=== Records supplied ===
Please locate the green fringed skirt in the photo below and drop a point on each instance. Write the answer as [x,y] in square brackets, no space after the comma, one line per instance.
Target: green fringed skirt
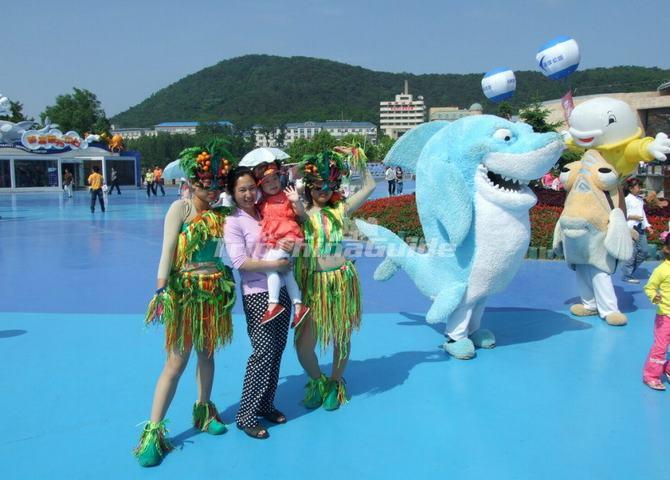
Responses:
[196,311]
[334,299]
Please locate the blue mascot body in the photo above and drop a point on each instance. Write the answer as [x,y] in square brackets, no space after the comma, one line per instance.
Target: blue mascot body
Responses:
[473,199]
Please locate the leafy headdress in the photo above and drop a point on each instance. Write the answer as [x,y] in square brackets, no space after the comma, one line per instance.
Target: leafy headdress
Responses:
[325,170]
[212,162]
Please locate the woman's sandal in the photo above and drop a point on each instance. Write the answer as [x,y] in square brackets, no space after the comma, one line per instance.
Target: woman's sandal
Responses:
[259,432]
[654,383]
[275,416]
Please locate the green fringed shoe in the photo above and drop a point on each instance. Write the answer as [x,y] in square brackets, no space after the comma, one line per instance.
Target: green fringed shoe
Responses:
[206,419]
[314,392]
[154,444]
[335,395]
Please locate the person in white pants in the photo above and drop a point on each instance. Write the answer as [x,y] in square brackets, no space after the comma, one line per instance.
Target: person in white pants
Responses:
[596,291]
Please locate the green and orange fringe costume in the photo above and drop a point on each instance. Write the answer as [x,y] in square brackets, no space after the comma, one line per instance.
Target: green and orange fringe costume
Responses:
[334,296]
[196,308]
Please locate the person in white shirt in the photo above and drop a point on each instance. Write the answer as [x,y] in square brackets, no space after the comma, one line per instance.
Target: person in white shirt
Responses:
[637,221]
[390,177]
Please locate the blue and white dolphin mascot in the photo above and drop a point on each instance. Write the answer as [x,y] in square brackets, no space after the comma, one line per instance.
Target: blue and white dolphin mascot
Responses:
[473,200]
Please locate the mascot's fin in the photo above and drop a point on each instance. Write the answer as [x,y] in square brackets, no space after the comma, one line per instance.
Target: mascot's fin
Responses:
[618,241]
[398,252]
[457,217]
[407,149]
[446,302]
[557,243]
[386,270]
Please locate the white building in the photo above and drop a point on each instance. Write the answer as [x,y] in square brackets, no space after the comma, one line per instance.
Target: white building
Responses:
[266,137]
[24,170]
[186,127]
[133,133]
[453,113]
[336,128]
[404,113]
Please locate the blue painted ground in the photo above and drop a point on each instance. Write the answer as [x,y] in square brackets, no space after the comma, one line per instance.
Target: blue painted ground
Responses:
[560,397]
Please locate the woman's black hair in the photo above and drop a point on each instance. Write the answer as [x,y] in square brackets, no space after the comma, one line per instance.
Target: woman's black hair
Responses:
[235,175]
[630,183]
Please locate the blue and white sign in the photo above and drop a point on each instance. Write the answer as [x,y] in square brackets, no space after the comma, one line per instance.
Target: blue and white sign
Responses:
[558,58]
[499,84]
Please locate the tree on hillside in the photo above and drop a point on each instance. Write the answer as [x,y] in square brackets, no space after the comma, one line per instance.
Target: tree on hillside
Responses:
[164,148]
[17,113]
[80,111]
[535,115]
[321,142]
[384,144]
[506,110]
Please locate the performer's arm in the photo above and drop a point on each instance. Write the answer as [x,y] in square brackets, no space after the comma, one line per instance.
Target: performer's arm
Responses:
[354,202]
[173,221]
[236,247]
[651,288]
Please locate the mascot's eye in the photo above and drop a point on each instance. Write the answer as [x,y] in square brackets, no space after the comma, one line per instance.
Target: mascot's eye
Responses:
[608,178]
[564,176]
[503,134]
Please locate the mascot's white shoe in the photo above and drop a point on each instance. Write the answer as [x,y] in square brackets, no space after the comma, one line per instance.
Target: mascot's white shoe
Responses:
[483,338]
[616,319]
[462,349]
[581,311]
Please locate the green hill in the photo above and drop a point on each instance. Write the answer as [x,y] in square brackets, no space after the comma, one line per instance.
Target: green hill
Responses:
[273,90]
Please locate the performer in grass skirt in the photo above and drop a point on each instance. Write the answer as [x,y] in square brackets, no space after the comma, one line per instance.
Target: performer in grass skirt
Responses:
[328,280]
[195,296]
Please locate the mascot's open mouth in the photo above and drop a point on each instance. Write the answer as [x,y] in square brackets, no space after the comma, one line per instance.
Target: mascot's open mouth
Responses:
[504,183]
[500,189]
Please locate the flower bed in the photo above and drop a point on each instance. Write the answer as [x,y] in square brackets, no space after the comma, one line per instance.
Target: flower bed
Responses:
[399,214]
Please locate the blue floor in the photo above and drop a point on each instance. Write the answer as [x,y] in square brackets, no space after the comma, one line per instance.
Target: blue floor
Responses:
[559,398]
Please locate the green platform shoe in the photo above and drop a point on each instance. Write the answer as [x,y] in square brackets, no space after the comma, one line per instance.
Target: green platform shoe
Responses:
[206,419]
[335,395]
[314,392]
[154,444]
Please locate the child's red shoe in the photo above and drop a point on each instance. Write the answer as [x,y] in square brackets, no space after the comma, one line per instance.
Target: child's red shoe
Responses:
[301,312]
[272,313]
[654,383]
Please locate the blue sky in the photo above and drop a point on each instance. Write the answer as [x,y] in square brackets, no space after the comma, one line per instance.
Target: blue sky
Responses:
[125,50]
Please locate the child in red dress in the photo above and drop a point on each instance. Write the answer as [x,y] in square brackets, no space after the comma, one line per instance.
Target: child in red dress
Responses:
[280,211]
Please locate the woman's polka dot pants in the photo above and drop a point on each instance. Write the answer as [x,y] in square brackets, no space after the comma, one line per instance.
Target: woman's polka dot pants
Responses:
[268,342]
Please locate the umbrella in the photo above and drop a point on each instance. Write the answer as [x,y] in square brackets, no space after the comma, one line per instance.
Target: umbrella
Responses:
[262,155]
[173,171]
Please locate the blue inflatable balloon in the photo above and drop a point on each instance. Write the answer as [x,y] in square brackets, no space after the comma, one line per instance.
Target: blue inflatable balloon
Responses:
===
> [Task to carry out]:
Repeat exactly the lines starting at the line with "Please locate the blue sky" and ending with the final line of the entries. Include nothing else.

> [Exercise response]:
Please locate the blue sky in the photo above and drop a point on each instance. Write the answer as [x,y] in square brackets, no space after the comma, one line per instance.
Target: blue sky
Responses:
[125,50]
Please locate the child in red dress in the photo above and drop a point on each instance. Write the answer as [x,y] in square brackets, no space after the comma, one line per instance.
Target: child in red dress
Responses:
[280,211]
Please locate the woman's polka dot pants in the photo above and drop a point on each instance. Write the answer as [x,y] in square brackets, no space after the comma, one line per instance.
Target: woman's polka dot pants
Responses:
[268,342]
Please locate the umbrella in the photo above and drop a point on each instance. Write the answer as [x,y] in square brackets, no space after the comma, one line per instance.
Target: umbrella
Responses:
[262,155]
[173,171]
Please locate the blue inflatable balloon in the photo above and drop a point on each instance. Write the answer as [x,y] in square brackets, no space after the comma, one line per instance.
Target: blue inflatable balloon
Responses:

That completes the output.